> **Given problem**
Would you copy only the lines below, beginning with the one that contains "brown hair in this photo." and running through the last entry line?

> **Data records**
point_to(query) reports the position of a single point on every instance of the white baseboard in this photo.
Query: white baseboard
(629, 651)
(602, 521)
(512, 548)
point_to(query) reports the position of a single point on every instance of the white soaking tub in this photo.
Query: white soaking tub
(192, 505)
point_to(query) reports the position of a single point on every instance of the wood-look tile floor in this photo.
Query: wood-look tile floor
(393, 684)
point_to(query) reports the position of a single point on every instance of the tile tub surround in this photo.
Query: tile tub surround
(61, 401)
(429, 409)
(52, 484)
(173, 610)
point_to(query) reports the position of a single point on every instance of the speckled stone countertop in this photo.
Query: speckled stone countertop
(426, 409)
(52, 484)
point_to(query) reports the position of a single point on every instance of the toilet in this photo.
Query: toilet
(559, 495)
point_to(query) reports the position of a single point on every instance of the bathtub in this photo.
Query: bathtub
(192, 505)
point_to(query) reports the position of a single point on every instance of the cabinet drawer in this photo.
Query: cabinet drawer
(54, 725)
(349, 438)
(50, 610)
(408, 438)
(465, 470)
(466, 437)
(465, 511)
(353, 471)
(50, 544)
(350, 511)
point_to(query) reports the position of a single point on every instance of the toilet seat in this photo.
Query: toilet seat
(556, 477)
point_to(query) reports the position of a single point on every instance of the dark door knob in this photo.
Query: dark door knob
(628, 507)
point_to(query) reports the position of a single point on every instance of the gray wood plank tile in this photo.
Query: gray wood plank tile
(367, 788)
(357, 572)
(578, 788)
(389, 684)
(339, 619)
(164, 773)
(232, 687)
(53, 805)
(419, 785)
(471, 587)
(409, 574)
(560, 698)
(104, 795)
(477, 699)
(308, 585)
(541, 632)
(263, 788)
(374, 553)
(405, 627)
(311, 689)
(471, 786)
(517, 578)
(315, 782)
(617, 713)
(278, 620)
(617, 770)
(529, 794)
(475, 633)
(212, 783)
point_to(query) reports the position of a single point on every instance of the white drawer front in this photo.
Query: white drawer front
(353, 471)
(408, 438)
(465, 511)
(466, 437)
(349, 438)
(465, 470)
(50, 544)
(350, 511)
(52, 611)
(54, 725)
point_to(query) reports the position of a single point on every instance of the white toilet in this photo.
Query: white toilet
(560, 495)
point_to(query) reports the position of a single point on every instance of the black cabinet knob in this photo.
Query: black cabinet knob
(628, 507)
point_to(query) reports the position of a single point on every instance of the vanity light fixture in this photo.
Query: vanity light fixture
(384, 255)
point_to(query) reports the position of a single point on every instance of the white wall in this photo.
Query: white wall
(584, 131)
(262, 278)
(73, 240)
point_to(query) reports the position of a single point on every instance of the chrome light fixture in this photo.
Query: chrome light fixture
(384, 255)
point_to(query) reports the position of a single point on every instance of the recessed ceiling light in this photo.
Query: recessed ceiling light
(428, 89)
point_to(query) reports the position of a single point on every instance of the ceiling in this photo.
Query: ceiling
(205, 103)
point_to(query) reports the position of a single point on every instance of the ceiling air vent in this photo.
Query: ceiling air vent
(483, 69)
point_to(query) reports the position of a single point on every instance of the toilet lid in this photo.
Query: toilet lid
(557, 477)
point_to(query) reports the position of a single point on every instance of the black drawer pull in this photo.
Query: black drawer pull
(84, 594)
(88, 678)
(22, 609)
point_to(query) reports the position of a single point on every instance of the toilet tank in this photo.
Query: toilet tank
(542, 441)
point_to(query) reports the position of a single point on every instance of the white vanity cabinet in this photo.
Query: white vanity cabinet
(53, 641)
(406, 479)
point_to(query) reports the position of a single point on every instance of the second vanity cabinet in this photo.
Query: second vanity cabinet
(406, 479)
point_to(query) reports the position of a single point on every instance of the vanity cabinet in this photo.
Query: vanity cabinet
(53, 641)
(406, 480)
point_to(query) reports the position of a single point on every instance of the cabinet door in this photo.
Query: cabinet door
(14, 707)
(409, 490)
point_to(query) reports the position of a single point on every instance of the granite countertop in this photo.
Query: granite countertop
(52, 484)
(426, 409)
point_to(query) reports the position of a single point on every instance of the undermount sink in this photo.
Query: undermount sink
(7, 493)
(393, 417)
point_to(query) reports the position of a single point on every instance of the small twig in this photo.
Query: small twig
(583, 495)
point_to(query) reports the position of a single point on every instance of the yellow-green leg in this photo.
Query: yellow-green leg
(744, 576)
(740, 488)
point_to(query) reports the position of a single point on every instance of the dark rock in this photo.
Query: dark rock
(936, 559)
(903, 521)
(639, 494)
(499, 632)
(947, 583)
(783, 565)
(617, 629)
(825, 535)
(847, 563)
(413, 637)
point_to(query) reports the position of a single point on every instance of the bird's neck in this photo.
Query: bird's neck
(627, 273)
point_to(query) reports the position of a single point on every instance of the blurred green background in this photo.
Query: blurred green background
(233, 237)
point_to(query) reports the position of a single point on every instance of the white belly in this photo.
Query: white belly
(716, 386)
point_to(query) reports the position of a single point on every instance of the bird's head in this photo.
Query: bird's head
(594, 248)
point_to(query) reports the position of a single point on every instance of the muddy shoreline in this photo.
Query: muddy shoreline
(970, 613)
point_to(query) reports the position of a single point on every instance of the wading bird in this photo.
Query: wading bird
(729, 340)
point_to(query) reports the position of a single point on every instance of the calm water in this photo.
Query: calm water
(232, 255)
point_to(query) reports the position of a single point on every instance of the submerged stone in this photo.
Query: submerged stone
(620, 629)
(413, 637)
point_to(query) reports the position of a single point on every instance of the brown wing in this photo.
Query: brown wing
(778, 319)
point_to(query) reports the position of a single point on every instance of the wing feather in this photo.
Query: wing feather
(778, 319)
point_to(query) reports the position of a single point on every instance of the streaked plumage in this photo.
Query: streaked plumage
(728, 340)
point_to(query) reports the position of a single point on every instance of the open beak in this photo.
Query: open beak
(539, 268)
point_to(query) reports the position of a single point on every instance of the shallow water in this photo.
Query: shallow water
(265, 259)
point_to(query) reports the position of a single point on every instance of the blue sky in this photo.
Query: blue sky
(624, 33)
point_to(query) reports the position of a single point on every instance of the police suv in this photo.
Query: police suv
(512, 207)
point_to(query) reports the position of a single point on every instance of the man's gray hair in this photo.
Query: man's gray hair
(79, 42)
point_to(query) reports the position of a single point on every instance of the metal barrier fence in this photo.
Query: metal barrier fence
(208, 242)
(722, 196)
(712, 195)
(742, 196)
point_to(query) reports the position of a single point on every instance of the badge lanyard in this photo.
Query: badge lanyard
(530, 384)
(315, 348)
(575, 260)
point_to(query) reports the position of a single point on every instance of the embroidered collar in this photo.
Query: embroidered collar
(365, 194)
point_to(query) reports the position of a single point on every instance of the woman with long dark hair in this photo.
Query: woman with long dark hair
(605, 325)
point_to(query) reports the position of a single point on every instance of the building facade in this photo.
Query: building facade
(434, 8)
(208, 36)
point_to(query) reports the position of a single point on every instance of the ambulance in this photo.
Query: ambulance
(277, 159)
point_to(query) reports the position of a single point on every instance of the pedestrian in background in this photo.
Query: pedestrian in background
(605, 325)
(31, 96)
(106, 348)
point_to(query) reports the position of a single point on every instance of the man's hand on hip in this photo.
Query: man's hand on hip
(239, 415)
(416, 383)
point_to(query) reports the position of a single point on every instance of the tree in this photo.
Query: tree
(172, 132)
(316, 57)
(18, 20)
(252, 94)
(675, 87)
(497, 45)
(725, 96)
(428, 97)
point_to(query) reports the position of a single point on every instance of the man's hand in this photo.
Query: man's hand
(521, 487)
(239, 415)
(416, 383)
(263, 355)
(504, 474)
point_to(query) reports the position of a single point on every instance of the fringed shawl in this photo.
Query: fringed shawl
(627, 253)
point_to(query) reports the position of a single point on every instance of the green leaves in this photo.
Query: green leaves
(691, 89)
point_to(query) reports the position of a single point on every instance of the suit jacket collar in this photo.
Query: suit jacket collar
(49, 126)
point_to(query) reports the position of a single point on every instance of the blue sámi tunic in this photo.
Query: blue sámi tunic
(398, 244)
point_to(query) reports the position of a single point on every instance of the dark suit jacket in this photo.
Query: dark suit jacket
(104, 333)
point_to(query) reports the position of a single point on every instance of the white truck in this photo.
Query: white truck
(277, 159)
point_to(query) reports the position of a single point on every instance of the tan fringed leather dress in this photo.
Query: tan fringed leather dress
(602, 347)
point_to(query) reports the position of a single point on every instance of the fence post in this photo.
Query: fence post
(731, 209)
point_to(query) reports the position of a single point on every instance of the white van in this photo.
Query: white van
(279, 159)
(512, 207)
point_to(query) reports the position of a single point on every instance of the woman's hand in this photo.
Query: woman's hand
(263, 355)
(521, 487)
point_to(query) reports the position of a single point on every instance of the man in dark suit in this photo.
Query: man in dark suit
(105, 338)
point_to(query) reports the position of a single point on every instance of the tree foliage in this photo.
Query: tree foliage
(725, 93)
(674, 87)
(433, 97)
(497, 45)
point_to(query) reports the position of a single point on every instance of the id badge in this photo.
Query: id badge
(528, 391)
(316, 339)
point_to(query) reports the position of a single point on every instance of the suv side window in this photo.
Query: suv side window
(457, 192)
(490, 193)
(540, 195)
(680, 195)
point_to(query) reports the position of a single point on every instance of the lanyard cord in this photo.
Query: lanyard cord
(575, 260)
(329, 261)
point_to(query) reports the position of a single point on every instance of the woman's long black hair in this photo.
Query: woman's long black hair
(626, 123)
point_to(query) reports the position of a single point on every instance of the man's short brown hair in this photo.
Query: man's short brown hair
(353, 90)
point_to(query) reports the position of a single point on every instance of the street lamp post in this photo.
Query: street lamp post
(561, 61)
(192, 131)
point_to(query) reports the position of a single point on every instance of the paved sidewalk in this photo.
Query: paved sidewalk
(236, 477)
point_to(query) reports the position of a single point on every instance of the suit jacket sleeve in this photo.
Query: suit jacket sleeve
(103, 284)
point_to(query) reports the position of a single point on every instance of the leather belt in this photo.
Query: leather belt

> **Result for this exercise**
point_to(query) reports the position of a single point on every instance of the man's short brown hair in this photo.
Query: man's short brown hair
(353, 90)
point_to(query) reports the position of a single point on every instance of the street lamp post in this photo.
Query: street lamp post
(561, 61)
(192, 131)
point_to(query) reports the position of a single point on every instance of the paved sidewalk in this photo.
Query: paved sidewalk
(236, 477)
point_to(query) reports the position of a single point on every instance of the suit jacket sleeve in this photo.
Query: suit jacket sleeve
(103, 284)
point_to(query) reports the position of a single point on every instance of the leather belt in this photo.
Query: leather belt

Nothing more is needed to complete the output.